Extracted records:

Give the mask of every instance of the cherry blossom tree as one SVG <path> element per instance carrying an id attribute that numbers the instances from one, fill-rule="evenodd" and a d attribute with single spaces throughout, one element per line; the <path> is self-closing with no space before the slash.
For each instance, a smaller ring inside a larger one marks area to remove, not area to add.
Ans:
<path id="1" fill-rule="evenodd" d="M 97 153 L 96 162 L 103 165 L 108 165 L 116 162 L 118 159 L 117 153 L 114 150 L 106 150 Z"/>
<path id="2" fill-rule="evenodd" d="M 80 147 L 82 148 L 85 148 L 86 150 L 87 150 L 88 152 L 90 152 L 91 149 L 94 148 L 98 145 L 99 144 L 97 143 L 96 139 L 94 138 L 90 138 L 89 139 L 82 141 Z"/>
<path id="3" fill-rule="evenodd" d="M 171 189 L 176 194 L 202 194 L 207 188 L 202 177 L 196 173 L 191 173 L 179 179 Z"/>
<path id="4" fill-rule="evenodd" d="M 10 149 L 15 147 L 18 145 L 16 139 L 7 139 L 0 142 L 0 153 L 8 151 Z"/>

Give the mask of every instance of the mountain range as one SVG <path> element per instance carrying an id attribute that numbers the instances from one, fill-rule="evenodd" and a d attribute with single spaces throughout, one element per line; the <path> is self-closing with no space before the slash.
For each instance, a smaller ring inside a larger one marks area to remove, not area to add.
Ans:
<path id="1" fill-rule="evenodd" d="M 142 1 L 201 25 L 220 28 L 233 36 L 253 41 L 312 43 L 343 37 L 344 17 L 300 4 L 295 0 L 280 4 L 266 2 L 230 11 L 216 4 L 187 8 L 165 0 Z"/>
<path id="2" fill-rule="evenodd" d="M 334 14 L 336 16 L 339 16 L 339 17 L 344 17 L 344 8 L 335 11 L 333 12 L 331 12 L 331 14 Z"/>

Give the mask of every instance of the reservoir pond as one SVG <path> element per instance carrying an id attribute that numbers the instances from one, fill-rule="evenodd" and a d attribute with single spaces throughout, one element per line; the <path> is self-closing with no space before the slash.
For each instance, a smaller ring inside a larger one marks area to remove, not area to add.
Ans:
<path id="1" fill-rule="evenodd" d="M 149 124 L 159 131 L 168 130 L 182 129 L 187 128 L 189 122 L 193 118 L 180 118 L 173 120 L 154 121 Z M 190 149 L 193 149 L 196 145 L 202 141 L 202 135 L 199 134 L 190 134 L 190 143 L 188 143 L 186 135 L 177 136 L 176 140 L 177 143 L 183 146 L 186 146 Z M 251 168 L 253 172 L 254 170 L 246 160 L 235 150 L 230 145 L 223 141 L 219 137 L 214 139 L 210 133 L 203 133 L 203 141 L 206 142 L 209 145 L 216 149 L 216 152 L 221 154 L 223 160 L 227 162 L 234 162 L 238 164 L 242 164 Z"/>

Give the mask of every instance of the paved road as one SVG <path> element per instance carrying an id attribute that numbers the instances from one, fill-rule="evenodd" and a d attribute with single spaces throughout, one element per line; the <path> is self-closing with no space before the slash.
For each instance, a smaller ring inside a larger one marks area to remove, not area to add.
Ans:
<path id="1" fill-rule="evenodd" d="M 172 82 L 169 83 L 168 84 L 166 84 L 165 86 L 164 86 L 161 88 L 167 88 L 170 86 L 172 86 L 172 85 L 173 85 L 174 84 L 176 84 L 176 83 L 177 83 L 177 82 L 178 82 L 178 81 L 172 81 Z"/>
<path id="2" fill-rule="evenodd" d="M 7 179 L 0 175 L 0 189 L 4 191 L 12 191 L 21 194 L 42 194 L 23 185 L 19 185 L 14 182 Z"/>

# [Problem to solve]
Rewrite every line of the entries above as a JSON list of strings, one string per line, leaving out blank lines.

# [Response]
[
  "Give the mask of every instance of the cherry blossom tree as one SVG <path> element per instance carrying an id attribute that numbers the instances from one, fill-rule=\"evenodd\" and a d attribute with single spaces throughout, one element per line; the <path> is self-closing with no space before the slash.",
  "For each instance, a smaller ring inside a larger one marks area to remove, not area to add.",
  "Ans:",
  "<path id=\"1\" fill-rule=\"evenodd\" d=\"M 97 153 L 96 162 L 103 165 L 108 165 L 116 162 L 118 159 L 117 153 L 114 150 L 106 150 Z\"/>",
  "<path id=\"2\" fill-rule=\"evenodd\" d=\"M 80 147 L 82 148 L 85 148 L 86 150 L 87 150 L 88 152 L 90 152 L 91 149 L 94 148 L 98 145 L 99 144 L 97 143 L 96 139 L 94 138 L 90 138 L 89 139 L 82 141 Z\"/>",
  "<path id=\"3\" fill-rule=\"evenodd\" d=\"M 171 189 L 176 194 L 202 194 L 207 188 L 202 177 L 196 173 L 191 173 L 179 179 Z\"/>",
  "<path id=\"4\" fill-rule=\"evenodd\" d=\"M 10 149 L 15 147 L 18 145 L 16 139 L 7 139 L 0 142 L 0 153 L 8 151 Z\"/>",
  "Give the mask of every instance of the mountain range as one SVG <path> element per instance carrying an id attribute that numbers the instances from one, fill-rule=\"evenodd\" and a d attribute with single spaces throughout, one element per line; the <path> is self-closing with no space before the slash.",
  "For each instance, a smaller ring inside a larger one marks area to remove, not area to add.",
  "Ans:",
  "<path id=\"1\" fill-rule=\"evenodd\" d=\"M 142 1 L 201 25 L 220 28 L 233 36 L 253 41 L 312 43 L 343 37 L 344 17 L 300 4 L 295 0 L 280 4 L 266 2 L 230 11 L 216 4 L 187 8 L 165 0 Z\"/>",
  "<path id=\"2\" fill-rule=\"evenodd\" d=\"M 334 14 L 336 16 L 339 16 L 339 17 L 344 17 L 344 8 L 335 11 L 333 12 L 331 12 L 331 14 Z\"/>",
  "Give the mask of every instance of the reservoir pond as one SVG <path> element per instance carrying an id attribute that numbers the instances from one, fill-rule=\"evenodd\" and a d attribute with single spaces throughout, one element per line; the <path> is self-closing with no space before the slash.",
  "For each instance, a smaller ring inside a larger one marks area to remove, not area to add.",
  "Ans:",
  "<path id=\"1\" fill-rule=\"evenodd\" d=\"M 149 124 L 159 131 L 168 130 L 182 129 L 187 128 L 189 122 L 193 118 L 180 118 L 173 120 L 154 121 Z M 190 149 L 193 149 L 196 145 L 202 141 L 202 135 L 199 134 L 190 134 L 190 143 L 188 143 L 186 135 L 177 136 L 176 140 L 177 143 L 183 146 L 186 146 Z M 251 168 L 253 172 L 254 170 L 246 160 L 235 150 L 230 145 L 223 141 L 219 137 L 214 139 L 210 133 L 203 133 L 203 141 L 206 142 L 209 145 L 216 149 L 216 152 L 221 154 L 223 160 L 227 162 L 234 162 L 238 164 L 242 164 Z\"/>",
  "Give the mask of every instance of the paved road as one SVG <path> element per instance carrying an id attribute that numbers the instances from one, fill-rule=\"evenodd\" and a d attribute with single spaces throughout, one element per line; the <path> is self-closing with no space before the slash.",
  "For each instance, a smaller ring inside a larger one marks area to remove, not area to add.",
  "Ans:",
  "<path id=\"1\" fill-rule=\"evenodd\" d=\"M 172 82 L 169 83 L 168 84 L 166 84 L 165 86 L 164 86 L 161 88 L 167 88 L 170 86 L 172 86 L 172 85 L 173 85 L 174 84 L 176 84 L 176 83 L 177 83 L 177 82 L 178 82 L 178 81 L 172 81 Z\"/>",
  "<path id=\"2\" fill-rule=\"evenodd\" d=\"M 7 179 L 0 175 L 0 189 L 4 191 L 12 191 L 21 194 L 42 194 L 23 185 L 19 185 L 14 182 Z\"/>"
]